● Exercise requirements
Pick out each of the lines below that contains the word "query" and copy those lines. Upper and lower case must match.

══ Data for processing ══

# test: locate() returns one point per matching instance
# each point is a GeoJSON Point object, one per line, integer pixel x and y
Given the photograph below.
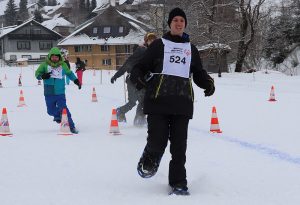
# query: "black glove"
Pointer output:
{"type": "Point", "coordinates": [77, 83]}
{"type": "Point", "coordinates": [113, 79]}
{"type": "Point", "coordinates": [46, 76]}
{"type": "Point", "coordinates": [210, 90]}
{"type": "Point", "coordinates": [140, 84]}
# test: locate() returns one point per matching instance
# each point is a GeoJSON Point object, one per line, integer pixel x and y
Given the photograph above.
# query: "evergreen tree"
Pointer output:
{"type": "Point", "coordinates": [42, 2]}
{"type": "Point", "coordinates": [279, 37]}
{"type": "Point", "coordinates": [38, 16]}
{"type": "Point", "coordinates": [81, 5]}
{"type": "Point", "coordinates": [94, 5]}
{"type": "Point", "coordinates": [10, 14]}
{"type": "Point", "coordinates": [23, 11]}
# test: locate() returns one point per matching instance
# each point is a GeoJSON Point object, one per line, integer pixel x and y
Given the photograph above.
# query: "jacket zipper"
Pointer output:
{"type": "Point", "coordinates": [191, 89]}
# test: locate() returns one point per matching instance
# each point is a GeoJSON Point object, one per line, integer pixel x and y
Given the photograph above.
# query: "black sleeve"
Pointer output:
{"type": "Point", "coordinates": [200, 76]}
{"type": "Point", "coordinates": [146, 63]}
{"type": "Point", "coordinates": [121, 71]}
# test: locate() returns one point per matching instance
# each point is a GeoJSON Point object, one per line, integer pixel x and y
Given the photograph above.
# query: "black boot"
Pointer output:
{"type": "Point", "coordinates": [148, 165]}
{"type": "Point", "coordinates": [179, 189]}
{"type": "Point", "coordinates": [140, 120]}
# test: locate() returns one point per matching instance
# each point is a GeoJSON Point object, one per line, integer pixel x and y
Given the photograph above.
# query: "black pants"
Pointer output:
{"type": "Point", "coordinates": [162, 128]}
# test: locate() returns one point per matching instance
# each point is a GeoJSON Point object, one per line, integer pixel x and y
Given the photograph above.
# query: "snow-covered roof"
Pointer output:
{"type": "Point", "coordinates": [6, 30]}
{"type": "Point", "coordinates": [101, 7]}
{"type": "Point", "coordinates": [133, 37]}
{"type": "Point", "coordinates": [57, 21]}
{"type": "Point", "coordinates": [51, 9]}
{"type": "Point", "coordinates": [21, 25]}
{"type": "Point", "coordinates": [132, 18]}
{"type": "Point", "coordinates": [22, 59]}
{"type": "Point", "coordinates": [214, 46]}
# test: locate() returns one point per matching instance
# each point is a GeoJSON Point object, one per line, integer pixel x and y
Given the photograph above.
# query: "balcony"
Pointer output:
{"type": "Point", "coordinates": [32, 37]}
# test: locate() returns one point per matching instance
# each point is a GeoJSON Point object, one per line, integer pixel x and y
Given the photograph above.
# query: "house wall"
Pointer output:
{"type": "Point", "coordinates": [95, 56]}
{"type": "Point", "coordinates": [212, 61]}
{"type": "Point", "coordinates": [38, 40]}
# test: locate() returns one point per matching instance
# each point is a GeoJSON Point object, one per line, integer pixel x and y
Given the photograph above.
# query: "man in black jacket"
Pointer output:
{"type": "Point", "coordinates": [173, 62]}
{"type": "Point", "coordinates": [133, 94]}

═══

● Written reply
# query: "black glove"
# query: "evergreen tree"
# query: "jacket zipper"
# query: "black sleeve"
# query: "black boot"
# query: "black pants"
# query: "snow-covered roof"
# query: "balcony"
# query: "house wall"
# query: "man in black jacket"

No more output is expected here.